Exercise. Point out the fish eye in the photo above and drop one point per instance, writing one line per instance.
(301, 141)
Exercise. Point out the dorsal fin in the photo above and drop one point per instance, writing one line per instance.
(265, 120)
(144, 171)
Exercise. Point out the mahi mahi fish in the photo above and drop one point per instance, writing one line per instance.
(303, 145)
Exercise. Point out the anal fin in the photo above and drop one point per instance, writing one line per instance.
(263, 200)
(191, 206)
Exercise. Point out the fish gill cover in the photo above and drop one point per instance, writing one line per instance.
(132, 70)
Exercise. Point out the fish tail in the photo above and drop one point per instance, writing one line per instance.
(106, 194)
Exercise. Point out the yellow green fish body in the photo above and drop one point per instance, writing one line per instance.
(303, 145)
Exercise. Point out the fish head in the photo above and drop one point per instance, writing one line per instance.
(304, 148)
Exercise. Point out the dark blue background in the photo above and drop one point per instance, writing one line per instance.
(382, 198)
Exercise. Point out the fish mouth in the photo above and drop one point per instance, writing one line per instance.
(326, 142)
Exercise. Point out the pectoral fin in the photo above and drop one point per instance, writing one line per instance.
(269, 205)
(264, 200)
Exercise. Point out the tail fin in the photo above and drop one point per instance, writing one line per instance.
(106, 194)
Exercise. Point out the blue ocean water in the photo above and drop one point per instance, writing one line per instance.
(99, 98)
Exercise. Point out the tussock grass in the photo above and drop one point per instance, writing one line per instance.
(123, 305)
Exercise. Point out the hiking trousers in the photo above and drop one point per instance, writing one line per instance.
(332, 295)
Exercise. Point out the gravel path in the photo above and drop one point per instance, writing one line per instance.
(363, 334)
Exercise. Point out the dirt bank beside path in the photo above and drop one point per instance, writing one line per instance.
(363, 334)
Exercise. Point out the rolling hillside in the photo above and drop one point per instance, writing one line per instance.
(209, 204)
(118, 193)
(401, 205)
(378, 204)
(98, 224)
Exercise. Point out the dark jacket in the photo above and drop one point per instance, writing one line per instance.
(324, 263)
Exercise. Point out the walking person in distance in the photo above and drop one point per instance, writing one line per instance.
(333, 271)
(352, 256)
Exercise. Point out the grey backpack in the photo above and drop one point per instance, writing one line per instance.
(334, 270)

________________________________________

Task to carry out ▸
Convert all of the records above into a two-column CSV with the header input,output and one row per record. Put each record's text in the input field and its answer in the output field, enclosing each field in double quotes and replacing any line breaks with spaces.

Response ▸
input,output
"Exercise. Point out the fish eye in the photo above and drop one point per instance, writing one line per instance.","(301, 141)"
"Exercise. Point out the dorsal fin in the photo above and drop one point per instance, writing one line per instance.","(265, 120) (144, 171)"
"Exercise. Point out the mahi mahi fish in the photo above and drop one point per instance, writing one line per instance.","(303, 145)"
"Exercise. Point out the anal fin in the photo above and drop one point per instance, writing one line per instance.","(263, 200) (191, 206)"
"Exercise. Point out the fish gill cover in the photo above and drop one point per instance, writing one line per instance.","(132, 70)"
"Exercise. Point out the fish tail in the photo above and drop one point per instance, writing one line per instance.","(106, 194)"
"Exercise. Point out the yellow green fish body in the photo above and drop one point per instance, writing one line per instance.","(303, 145)"
"Exercise. Point out the fish head in the photo above and drop one point per instance, writing one line per instance.","(304, 148)"
"Exercise. Point out the dark blue background in the photo above and drop one point per instance, writing one line per instance.","(382, 198)"
"Exercise. Point out the fish mouth in the photo above and drop one point per instance, writing one line per instance.","(326, 142)"
"Exercise. Point out the pectoral fin in the photo above and drop one point per instance, writing one line per instance.","(269, 205) (264, 200)"
"Exercise. Point out the tail fin in the photo above and drop one point per instance, writing one line per instance.","(106, 194)"
"Exercise. Point out the blue ocean water in the photo above and drop one point per instance, writing one line per instance.","(99, 98)"
"Exercise. Point out the tussock grass in the photo above and drop one point per instance, writing one line per instance.","(123, 305)"
"Exercise. Point out the hiking trousers in the photo above and drop one point per instance, writing one line per instance.","(332, 295)"
"Exercise. Point out the gravel path in the photo above and drop one point per instance, writing one line per instance.","(363, 334)"
"Exercise. Point out the dirt bank beside path in the photo above and drop one point per instance, writing one line per instance.","(363, 334)"
"Exercise. Point out the rolling hillside in the photo above and drop one point per instance, writing one line per instance.","(209, 204) (118, 193) (401, 205) (378, 204) (98, 224)"
"Exercise. Point out the dark jacket in the photo above and drop one point per instance, writing one line per instance.","(324, 263)"
"Exercise. Point out the walking person in distance in the photo above and drop one point per instance, writing one line per instance.","(333, 271) (352, 256)"
"Exercise. Point out the grey backpack in the photo above and drop one point per instance, writing one line per instance.","(334, 270)"